Aim of the task
Begin at the first line below and copy each line exactly, ending with the line where "drop a point: the bush" appears.

Provided material

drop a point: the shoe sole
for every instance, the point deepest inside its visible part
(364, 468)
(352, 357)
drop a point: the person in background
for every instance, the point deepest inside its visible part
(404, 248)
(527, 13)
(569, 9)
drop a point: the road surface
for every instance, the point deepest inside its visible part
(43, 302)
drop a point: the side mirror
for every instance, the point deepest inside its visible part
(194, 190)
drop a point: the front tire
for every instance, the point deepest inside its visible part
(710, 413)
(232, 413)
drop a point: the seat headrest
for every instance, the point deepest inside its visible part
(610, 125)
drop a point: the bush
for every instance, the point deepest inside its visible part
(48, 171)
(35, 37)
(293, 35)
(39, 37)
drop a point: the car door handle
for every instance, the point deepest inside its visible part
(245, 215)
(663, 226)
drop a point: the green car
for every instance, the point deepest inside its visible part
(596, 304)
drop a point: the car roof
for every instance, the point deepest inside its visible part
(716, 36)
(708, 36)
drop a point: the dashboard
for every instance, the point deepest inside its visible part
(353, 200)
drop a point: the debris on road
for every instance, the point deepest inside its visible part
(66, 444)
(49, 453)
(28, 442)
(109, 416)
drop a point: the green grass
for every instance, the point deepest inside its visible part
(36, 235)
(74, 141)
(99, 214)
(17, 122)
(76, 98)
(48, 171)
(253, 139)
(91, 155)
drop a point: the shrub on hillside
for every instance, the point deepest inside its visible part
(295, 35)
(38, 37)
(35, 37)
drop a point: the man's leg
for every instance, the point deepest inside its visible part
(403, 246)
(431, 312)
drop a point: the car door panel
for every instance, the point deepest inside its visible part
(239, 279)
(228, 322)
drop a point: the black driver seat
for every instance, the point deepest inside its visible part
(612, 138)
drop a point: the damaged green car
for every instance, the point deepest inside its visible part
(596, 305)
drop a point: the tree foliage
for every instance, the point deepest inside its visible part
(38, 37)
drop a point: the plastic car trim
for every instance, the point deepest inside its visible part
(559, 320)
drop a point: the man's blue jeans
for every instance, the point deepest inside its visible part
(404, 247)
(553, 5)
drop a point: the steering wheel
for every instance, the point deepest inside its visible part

Task result
drop a point: the shoe sole
for every instance, the point deepest inside its visible part
(364, 468)
(352, 357)
drop a point: the person in background
for every instance, the point deepest inside its visible part
(404, 248)
(527, 13)
(569, 9)
drop a point: the road surface
for every instance, the point deepest inside its visible part
(43, 302)
drop a point: the side mirror
for every instance, the point deepest inside its visible part
(194, 190)
drop a point: the front tire
for every instance, the point deepest inside its visible part
(710, 413)
(232, 413)
drop a point: the seat headrest
for every instance, the point deepest inside its visible part
(610, 125)
drop a point: the bush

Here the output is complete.